## WHAT IS EXPECTED:
The required output is every line from the one with "For every instance of the child's" through the final line of the data below, unchanged.

## MATERIAL FOR THIS EXERCISE:
===

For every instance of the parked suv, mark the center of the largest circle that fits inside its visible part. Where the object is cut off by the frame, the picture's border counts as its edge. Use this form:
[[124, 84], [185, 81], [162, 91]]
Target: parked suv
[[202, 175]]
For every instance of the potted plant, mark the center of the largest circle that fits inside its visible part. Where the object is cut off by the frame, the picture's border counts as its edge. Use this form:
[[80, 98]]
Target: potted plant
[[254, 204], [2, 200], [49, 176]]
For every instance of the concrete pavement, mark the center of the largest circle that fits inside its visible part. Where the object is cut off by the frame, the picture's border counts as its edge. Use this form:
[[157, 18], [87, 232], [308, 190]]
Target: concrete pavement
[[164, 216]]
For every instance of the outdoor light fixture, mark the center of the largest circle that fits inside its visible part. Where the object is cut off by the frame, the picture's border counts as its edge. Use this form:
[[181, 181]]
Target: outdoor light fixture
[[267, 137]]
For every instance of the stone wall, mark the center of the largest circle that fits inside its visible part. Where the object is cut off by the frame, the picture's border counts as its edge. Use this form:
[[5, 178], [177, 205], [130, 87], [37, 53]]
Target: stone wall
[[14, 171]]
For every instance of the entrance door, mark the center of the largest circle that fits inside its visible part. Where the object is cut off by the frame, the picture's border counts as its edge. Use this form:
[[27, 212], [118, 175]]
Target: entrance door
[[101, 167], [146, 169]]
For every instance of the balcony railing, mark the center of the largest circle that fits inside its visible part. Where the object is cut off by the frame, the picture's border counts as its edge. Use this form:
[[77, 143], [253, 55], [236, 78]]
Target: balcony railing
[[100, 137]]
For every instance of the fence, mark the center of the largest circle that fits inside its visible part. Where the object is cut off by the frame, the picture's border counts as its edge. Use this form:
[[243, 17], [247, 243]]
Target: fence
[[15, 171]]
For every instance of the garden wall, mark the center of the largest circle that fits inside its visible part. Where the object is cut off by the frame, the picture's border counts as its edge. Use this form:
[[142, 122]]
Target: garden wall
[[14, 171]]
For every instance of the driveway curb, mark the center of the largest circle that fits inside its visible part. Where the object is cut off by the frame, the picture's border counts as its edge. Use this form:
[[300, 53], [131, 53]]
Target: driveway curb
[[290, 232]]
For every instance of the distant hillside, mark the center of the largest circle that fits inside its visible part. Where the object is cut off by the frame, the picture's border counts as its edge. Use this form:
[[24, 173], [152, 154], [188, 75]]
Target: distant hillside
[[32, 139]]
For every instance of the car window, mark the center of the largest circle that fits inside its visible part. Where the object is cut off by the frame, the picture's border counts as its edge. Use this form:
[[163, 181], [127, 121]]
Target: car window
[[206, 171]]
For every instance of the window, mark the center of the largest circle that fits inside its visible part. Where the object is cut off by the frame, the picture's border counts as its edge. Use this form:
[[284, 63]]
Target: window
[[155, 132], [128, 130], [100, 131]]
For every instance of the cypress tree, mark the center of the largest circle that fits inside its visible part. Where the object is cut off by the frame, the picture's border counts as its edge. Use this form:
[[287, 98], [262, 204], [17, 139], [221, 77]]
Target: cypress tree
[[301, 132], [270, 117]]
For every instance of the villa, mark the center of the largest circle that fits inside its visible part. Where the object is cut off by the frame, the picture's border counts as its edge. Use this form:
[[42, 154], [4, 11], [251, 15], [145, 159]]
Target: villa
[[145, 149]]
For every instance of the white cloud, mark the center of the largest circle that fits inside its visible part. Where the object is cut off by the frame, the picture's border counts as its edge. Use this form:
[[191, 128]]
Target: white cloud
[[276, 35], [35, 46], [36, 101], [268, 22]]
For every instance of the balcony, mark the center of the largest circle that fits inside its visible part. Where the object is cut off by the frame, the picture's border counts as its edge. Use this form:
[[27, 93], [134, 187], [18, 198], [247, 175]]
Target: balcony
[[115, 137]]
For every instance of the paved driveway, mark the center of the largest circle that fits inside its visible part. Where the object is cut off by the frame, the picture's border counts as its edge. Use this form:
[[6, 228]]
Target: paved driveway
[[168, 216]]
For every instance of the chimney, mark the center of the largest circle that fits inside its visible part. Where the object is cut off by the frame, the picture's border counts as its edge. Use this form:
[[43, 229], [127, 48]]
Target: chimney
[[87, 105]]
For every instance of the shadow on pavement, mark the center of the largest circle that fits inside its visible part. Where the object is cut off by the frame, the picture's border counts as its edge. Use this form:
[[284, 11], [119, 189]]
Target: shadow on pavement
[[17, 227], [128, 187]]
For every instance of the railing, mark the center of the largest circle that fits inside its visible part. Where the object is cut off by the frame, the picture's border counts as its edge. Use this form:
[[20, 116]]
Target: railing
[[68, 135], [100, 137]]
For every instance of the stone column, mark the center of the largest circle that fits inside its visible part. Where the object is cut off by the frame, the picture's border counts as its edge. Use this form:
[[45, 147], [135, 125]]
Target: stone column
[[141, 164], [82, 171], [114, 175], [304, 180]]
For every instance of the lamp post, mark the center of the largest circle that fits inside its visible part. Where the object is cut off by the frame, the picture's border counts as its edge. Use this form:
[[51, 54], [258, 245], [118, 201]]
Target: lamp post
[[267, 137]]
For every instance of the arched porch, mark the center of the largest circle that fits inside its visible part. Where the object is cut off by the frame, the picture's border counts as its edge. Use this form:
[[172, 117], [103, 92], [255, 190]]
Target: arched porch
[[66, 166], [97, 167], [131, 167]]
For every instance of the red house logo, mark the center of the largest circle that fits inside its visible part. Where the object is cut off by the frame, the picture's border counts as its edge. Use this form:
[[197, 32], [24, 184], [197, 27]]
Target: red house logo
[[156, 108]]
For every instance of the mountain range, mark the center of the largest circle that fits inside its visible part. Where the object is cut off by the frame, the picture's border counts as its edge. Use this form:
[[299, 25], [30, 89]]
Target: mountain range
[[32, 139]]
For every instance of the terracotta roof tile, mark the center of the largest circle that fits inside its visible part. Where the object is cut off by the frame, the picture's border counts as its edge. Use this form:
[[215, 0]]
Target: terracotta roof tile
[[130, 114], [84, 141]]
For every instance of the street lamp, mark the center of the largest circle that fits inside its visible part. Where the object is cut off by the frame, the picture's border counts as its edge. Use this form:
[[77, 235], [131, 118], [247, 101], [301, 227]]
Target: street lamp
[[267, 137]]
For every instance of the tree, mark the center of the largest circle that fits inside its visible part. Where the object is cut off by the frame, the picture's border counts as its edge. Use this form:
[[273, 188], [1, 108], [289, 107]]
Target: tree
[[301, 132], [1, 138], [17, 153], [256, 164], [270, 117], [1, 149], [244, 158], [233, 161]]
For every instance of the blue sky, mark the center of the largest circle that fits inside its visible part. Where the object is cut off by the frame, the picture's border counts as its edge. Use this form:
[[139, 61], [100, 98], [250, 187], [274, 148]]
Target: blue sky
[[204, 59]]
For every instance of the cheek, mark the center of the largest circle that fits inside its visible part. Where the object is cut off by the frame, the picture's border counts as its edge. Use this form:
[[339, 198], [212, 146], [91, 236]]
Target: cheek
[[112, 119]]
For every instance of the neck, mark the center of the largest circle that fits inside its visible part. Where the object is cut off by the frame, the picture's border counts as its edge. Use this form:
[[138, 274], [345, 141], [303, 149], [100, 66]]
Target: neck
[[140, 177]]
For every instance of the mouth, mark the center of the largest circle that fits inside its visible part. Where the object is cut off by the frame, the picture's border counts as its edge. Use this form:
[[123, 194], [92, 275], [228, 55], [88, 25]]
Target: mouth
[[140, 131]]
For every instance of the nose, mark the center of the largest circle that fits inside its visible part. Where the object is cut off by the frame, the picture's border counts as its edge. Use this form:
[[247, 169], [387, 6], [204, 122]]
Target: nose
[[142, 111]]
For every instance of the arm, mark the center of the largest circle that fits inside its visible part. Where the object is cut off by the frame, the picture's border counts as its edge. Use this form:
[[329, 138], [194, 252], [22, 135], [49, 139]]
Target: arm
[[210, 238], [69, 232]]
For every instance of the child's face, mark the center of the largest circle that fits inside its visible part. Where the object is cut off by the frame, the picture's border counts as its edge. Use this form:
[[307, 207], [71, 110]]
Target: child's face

===

## OUTPUT BELOW:
For every instance of the child's face, mark the center of the largest circle that fits inside its visible part. Where the object is cut off by the frame, the picture's border counts as its edge. Use this form:
[[307, 207], [71, 110]]
Target: child's face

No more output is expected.